— Tarefa indicada —
Por favor, formate todas as linhas da listagem abaixo como uma tabela em Markdown com as colunas "Número" e "Linha", sem as linhas em branco. Deixe as imagens fora da resposta.

— Dados brutos —
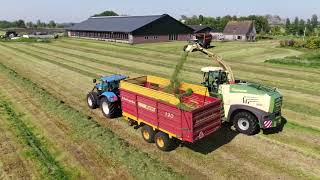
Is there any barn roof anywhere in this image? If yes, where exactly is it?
[188,25,212,33]
[223,21,253,34]
[68,14,169,33]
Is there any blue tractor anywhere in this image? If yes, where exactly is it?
[87,74,127,118]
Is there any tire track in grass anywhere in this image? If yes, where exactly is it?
[0,97,69,179]
[55,40,318,95]
[29,45,319,119]
[63,38,320,74]
[2,44,320,153]
[0,53,212,179]
[0,47,320,179]
[0,115,43,179]
[53,40,320,82]
[2,42,320,135]
[1,44,168,77]
[0,63,183,179]
[1,43,98,77]
[0,71,132,179]
[0,58,292,177]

— Resultado da tarefa —
| Número | Linha |
|---|---|
| 1 | Is there any barn roof anywhere in this image? If yes, where exactly is it? |
| 2 | [188,25,212,33] |
| 3 | [223,21,253,34] |
| 4 | [68,14,169,33] |
| 5 | Is there any blue tractor anywhere in this image? If yes, where exactly is it? |
| 6 | [87,74,127,118] |
| 7 | Is there any tire track in grass anywhere in this image? If yes, where exactly is it? |
| 8 | [0,97,69,179] |
| 9 | [55,40,318,95] |
| 10 | [29,45,319,119] |
| 11 | [63,38,320,74] |
| 12 | [2,44,320,153] |
| 13 | [0,53,212,179] |
| 14 | [0,47,320,179] |
| 15 | [0,115,43,179] |
| 16 | [53,40,320,82] |
| 17 | [2,42,320,135] |
| 18 | [1,44,168,77] |
| 19 | [0,63,183,179] |
| 20 | [1,43,98,77] |
| 21 | [0,71,132,179] |
| 22 | [0,58,292,177] |